● **Text segment**
[START]

Sunday, August 27, 2006

The "One Book" Bandwagon

I've never been above jumping on a blogosphere bandwagon (such as Friday Cat Blogging) when it coincides with my interests, and the current one going around is an interesting one. I don't know who started it, but I picked it up over at Is America Burning?

And, like everyone else, I complain because there are so many books to choose from, books that I've loved, books that I've hated, books that have changed my life. Nevertheless, here are the ones who made the final cut. Today. Ask me the same questions tomorrow and I might have completely different answers.

One book that changed your life
On the Road by Jack Kerouac
It was the early 60s when I first picked up On the Road, and it led to several stretches of time spent bumming around the country, abusing a variety of substances and living in communes. It changed my life, all right, but probably not for the better. If I hadn't read it, maybe I'd have stayed in college, majored in pre-law, become a Naval officer, married a liquor heiress, joined the astronaut corps and earned a Nobel Prize for Literature...
Naaah...

One book you have read more than once
1984 by George Orwell
Regular readers of this blog know how much I like this book, dystopian fiction at its very best, and an amazingly prescient prediction of the kind of society we're slipping into. I reread it every couple of years and never fail to find something new in it. Maybe because we are becoming more and more like Oceana every day.

[END]

● **Material to process**
[START]

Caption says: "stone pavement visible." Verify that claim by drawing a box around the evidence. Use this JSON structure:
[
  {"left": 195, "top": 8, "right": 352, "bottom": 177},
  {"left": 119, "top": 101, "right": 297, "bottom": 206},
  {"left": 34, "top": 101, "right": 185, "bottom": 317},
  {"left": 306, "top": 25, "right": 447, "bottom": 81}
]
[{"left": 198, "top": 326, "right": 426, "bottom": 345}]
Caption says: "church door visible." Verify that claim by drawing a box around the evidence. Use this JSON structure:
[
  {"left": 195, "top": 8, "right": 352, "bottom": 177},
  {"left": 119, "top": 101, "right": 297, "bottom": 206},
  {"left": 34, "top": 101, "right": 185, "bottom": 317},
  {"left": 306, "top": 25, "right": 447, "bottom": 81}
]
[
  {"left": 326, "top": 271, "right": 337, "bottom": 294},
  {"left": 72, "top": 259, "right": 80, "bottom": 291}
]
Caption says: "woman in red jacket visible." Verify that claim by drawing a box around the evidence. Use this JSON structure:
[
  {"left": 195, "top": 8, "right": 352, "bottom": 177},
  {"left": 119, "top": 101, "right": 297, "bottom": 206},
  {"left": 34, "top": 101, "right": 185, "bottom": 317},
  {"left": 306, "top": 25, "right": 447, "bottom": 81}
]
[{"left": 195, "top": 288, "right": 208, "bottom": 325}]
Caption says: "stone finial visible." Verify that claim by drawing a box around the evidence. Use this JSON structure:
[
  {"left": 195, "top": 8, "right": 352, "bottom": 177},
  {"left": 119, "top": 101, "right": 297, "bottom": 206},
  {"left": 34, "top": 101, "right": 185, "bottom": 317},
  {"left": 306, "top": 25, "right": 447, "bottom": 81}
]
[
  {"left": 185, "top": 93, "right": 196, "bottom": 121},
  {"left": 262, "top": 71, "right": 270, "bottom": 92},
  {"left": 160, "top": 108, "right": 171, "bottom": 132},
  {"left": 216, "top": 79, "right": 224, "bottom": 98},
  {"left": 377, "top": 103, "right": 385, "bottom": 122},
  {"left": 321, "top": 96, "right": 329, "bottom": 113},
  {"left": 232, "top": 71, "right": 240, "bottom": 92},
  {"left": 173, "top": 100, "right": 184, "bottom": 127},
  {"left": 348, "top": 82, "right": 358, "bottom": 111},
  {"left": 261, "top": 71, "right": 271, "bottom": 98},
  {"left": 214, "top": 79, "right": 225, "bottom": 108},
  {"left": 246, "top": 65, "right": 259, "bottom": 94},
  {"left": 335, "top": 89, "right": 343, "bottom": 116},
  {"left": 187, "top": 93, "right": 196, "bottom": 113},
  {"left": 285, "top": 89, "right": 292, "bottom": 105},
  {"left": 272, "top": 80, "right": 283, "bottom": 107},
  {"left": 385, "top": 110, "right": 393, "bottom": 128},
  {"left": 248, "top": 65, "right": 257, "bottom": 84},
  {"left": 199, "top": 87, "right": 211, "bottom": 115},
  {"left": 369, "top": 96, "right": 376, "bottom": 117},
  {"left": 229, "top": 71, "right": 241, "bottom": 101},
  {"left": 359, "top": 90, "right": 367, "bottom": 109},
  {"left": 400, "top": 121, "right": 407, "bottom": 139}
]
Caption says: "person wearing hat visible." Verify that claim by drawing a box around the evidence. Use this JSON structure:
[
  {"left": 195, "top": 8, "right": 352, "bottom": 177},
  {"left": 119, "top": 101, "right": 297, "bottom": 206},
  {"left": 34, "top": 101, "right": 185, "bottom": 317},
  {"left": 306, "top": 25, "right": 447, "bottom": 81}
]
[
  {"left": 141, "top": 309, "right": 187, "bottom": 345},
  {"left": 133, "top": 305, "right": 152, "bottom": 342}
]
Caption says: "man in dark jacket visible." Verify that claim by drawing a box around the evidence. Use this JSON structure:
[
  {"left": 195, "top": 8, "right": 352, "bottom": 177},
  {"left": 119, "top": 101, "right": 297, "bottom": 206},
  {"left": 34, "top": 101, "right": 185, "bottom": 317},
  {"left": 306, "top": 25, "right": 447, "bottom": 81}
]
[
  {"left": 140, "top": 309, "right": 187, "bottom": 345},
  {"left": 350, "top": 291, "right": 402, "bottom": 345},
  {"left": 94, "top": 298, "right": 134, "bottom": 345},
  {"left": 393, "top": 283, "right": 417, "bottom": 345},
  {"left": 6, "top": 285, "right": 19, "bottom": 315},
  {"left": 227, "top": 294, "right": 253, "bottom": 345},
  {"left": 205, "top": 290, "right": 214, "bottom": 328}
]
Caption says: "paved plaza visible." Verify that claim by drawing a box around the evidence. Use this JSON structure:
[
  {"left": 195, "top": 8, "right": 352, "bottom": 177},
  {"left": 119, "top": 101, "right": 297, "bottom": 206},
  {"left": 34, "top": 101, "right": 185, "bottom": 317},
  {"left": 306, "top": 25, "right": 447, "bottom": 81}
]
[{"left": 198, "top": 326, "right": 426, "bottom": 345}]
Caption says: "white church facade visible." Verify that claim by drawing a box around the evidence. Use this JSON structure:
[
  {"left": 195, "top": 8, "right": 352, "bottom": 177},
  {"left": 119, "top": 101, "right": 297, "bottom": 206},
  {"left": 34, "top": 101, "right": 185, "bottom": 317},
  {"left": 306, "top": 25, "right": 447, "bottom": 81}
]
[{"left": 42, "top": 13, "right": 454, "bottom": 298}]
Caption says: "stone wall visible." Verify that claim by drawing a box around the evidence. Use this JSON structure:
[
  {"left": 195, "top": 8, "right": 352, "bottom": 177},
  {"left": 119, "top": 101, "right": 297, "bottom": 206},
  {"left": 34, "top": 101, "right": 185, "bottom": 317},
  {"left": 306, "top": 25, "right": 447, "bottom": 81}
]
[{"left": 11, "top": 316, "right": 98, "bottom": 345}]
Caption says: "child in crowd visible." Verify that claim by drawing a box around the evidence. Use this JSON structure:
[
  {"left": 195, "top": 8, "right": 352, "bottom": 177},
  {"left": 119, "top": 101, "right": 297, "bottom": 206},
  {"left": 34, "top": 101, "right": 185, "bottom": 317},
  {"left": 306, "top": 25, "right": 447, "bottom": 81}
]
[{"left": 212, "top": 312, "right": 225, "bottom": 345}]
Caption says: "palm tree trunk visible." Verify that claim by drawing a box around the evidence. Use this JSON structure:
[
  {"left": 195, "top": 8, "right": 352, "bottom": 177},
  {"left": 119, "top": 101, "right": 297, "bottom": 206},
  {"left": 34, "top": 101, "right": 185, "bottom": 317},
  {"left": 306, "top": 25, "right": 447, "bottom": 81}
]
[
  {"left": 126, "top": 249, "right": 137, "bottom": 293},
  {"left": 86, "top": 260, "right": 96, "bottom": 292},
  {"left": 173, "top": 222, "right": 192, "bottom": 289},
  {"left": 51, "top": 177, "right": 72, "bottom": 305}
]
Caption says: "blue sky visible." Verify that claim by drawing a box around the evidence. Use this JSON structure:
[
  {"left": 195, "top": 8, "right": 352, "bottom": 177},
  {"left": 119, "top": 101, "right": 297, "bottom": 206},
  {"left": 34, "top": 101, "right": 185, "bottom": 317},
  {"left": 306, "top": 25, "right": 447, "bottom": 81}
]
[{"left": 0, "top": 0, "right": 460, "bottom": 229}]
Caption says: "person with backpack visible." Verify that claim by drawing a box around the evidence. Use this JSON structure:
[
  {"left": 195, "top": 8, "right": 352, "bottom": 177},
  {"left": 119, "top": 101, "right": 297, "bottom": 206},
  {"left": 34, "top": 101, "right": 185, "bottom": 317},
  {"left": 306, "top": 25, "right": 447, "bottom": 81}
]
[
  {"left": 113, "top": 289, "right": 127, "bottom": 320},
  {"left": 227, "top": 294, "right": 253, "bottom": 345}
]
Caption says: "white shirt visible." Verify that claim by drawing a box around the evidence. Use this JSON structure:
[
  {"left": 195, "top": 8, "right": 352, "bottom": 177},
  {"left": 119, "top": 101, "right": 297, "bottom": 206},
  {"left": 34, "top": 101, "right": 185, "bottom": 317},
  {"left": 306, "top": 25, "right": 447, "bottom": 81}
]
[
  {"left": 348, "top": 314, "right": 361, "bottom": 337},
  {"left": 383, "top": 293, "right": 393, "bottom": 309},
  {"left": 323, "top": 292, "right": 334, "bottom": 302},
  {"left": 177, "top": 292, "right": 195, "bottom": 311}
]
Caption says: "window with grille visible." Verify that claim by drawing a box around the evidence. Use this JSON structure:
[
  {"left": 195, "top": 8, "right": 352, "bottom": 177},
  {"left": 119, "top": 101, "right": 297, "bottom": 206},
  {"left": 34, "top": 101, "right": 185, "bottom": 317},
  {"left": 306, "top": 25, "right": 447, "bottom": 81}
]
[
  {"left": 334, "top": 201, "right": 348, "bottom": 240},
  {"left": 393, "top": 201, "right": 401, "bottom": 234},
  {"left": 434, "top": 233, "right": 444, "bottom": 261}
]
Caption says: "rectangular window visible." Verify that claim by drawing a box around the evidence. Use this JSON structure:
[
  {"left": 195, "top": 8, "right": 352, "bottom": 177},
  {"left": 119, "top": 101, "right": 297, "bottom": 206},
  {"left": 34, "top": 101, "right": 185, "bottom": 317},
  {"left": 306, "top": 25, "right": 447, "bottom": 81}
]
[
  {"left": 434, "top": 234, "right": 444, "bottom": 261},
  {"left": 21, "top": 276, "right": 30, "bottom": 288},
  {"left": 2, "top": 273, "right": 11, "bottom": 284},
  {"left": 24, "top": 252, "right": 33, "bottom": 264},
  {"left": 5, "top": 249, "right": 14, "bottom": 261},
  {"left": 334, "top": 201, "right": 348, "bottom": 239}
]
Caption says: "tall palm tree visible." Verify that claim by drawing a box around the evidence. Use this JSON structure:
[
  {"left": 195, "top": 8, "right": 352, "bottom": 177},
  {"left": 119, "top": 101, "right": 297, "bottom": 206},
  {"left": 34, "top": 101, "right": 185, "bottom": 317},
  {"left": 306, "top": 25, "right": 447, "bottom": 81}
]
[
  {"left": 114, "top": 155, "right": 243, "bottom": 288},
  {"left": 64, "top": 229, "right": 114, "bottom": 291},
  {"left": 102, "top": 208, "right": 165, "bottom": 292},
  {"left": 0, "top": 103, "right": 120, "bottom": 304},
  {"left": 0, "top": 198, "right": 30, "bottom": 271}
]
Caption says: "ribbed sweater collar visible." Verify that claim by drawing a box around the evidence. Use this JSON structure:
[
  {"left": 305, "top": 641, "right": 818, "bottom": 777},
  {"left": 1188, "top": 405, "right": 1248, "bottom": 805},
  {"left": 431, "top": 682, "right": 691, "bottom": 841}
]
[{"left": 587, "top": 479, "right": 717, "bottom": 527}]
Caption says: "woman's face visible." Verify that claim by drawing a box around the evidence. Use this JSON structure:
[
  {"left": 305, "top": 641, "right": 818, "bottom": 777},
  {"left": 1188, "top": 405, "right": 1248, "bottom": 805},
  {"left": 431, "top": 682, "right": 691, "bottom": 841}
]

[END]

● **To do**
1. In the blog post about the "One Book" bandwagon, list the things the writer imagines might have happened if On the Road had gone unread.
2. Show each line of the records that contains the word "jacket", treating uppercase and lowercase as different.
The blog post and the records have nothing to do with each other.

● **Task answers**
1.
- stayed in college
- majored in pre-law
- become a Naval officer
- married a liquor heiress
- joined the astronaut corps
- earned a Nobel Prize for Literature

2.
Caption says: "woman in red jacket visible." Verify that claim by drawing a box around the evidence. Use this JSON structure:
Caption says: "man in dark jacket visible." Verify that claim by drawing a box around the evidence. Use this JSON structure:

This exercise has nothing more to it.